== Problem ==
In the listing below, find each line containing "pillar" and report it.

== Data for processing ==
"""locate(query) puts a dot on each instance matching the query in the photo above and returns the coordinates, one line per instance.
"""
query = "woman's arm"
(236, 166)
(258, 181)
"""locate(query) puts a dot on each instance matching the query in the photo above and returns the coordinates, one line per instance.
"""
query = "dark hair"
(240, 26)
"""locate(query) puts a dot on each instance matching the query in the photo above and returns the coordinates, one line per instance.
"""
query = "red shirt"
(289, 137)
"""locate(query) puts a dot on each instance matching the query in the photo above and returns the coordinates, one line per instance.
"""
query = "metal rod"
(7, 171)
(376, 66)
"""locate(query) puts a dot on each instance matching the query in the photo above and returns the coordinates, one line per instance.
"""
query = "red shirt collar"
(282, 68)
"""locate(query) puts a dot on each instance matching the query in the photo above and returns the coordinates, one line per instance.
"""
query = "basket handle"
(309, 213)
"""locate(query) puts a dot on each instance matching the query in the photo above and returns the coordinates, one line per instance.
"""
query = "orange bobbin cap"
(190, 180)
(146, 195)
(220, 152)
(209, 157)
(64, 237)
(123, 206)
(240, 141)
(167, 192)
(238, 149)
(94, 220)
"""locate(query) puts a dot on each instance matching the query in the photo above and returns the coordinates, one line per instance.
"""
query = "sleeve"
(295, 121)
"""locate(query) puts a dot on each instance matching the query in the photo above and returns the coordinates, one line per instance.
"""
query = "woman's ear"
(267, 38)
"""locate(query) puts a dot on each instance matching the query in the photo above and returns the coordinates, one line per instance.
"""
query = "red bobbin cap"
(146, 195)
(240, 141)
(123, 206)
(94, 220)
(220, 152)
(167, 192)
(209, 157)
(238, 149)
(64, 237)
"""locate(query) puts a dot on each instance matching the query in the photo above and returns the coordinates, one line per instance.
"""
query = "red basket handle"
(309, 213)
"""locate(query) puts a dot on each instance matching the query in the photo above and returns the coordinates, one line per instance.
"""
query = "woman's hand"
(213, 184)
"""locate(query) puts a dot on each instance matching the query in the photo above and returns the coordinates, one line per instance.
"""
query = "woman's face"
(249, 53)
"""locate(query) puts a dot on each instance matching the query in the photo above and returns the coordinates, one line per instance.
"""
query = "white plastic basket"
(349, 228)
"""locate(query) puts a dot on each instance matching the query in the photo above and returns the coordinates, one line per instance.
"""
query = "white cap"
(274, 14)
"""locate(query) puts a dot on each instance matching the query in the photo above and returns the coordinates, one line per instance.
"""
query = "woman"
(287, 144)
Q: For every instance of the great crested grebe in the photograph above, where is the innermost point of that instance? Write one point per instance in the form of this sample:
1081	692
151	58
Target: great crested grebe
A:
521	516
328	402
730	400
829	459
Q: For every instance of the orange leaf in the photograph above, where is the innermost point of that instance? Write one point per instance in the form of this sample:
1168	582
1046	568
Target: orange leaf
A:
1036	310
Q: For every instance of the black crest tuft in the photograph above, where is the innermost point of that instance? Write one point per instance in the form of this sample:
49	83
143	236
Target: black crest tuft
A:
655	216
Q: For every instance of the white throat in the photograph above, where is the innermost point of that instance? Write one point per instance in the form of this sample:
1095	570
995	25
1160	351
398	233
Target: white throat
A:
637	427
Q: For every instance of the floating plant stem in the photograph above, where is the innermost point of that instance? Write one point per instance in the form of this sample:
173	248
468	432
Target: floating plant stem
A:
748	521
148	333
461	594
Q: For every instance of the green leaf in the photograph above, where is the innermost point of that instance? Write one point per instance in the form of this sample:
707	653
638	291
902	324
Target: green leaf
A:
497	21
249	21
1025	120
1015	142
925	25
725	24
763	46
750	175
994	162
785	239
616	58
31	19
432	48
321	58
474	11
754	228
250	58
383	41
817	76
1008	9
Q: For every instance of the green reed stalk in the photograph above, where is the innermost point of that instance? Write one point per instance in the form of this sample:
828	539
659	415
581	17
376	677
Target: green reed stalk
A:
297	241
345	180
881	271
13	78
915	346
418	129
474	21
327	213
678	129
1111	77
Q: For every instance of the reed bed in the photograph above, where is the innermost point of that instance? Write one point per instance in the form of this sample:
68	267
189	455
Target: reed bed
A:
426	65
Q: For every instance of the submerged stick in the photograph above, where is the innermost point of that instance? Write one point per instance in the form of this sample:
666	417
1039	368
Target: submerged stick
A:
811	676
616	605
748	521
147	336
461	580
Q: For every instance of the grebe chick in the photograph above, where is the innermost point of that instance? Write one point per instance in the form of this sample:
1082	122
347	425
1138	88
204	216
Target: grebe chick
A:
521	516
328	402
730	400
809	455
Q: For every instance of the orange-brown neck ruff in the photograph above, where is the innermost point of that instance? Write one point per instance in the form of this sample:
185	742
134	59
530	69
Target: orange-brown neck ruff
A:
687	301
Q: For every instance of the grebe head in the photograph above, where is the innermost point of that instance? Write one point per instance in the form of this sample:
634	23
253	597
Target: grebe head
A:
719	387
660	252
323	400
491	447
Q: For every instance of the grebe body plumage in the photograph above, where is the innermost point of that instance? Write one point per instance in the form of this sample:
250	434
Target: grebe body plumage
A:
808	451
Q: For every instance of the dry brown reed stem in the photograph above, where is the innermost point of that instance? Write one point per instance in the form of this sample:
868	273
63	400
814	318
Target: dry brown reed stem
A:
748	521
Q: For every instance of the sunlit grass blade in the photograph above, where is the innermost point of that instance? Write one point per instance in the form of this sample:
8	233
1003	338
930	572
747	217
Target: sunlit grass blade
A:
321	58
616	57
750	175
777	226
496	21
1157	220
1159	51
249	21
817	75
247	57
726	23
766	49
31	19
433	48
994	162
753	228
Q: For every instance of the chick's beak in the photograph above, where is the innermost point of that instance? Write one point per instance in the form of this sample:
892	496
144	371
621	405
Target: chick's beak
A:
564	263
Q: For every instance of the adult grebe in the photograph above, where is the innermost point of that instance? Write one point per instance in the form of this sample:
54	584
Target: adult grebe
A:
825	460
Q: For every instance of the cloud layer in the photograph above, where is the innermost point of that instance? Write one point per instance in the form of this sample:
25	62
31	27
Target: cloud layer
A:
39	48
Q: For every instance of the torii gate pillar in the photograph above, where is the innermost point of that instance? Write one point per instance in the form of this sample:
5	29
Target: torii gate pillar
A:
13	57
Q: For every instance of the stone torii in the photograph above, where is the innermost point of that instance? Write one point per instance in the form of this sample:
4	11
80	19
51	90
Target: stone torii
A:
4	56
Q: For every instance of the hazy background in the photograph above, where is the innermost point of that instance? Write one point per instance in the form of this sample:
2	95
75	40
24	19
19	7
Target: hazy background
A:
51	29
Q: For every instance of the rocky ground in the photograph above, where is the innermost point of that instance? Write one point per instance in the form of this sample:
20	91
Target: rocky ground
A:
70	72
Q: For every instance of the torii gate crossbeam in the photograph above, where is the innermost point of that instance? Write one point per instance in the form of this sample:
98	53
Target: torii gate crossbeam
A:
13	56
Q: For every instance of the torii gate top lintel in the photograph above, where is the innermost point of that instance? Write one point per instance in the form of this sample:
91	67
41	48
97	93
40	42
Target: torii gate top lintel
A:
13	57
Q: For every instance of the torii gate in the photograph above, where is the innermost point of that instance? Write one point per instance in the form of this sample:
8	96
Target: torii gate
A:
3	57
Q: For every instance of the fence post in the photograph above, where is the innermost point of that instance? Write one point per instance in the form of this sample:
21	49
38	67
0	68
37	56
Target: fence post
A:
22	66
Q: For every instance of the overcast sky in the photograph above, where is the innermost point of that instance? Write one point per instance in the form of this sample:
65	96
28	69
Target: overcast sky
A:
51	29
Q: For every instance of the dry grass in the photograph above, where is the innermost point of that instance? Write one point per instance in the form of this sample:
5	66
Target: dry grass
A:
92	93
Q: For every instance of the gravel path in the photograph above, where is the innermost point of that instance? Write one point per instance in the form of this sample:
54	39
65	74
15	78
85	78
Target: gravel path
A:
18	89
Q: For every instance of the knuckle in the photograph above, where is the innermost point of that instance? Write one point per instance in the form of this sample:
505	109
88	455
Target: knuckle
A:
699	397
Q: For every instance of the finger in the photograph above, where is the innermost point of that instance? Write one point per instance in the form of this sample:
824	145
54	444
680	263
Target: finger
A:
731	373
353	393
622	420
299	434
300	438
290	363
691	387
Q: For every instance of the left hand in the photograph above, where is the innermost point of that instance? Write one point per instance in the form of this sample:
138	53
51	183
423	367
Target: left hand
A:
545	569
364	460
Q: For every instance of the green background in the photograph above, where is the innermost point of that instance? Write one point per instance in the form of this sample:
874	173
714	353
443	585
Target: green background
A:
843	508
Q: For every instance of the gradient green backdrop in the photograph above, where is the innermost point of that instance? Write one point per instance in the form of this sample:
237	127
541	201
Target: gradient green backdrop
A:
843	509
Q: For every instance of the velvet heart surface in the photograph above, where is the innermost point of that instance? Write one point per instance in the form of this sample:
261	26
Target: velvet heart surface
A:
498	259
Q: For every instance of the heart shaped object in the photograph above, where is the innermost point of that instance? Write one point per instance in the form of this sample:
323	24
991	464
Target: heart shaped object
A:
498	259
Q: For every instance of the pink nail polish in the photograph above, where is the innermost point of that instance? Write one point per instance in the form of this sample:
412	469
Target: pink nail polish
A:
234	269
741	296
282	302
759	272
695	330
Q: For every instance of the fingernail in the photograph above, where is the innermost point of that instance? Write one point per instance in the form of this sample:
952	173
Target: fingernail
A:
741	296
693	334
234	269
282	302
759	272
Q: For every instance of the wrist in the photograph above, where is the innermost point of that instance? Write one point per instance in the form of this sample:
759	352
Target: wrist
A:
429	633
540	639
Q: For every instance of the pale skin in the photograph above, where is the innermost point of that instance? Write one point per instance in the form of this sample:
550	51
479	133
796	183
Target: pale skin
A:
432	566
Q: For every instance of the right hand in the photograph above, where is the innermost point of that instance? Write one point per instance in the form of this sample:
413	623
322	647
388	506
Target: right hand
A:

== Task response ==
Q: For every instance of the torii gate pillar in the photograph above, where is the innermost point of that instance? Write one point per instance in the form of this sample:
Target: torii gate pillar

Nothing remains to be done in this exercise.